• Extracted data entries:
- - -
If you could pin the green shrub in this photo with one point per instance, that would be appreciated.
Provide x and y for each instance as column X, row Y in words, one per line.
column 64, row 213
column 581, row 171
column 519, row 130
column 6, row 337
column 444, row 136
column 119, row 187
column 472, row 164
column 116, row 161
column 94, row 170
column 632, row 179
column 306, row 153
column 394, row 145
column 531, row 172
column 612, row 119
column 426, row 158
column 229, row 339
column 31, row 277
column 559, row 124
- - -
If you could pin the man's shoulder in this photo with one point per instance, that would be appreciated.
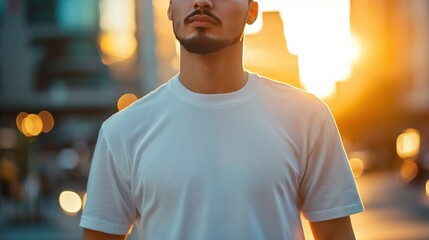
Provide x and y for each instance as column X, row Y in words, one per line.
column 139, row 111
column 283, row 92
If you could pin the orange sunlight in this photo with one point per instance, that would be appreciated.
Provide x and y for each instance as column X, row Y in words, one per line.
- - -
• Task:
Return every line of the listing above that contains the word "point".

• Exercise solution:
If you could pin the green shrub in this photo with one point per instance, that would be appreciated.
If you could pin the man's shoulder in this photo with one point per instance, that would be appreciated.
If you could pin the orange sunlight in this photo with one point per instance, that would be appreciated.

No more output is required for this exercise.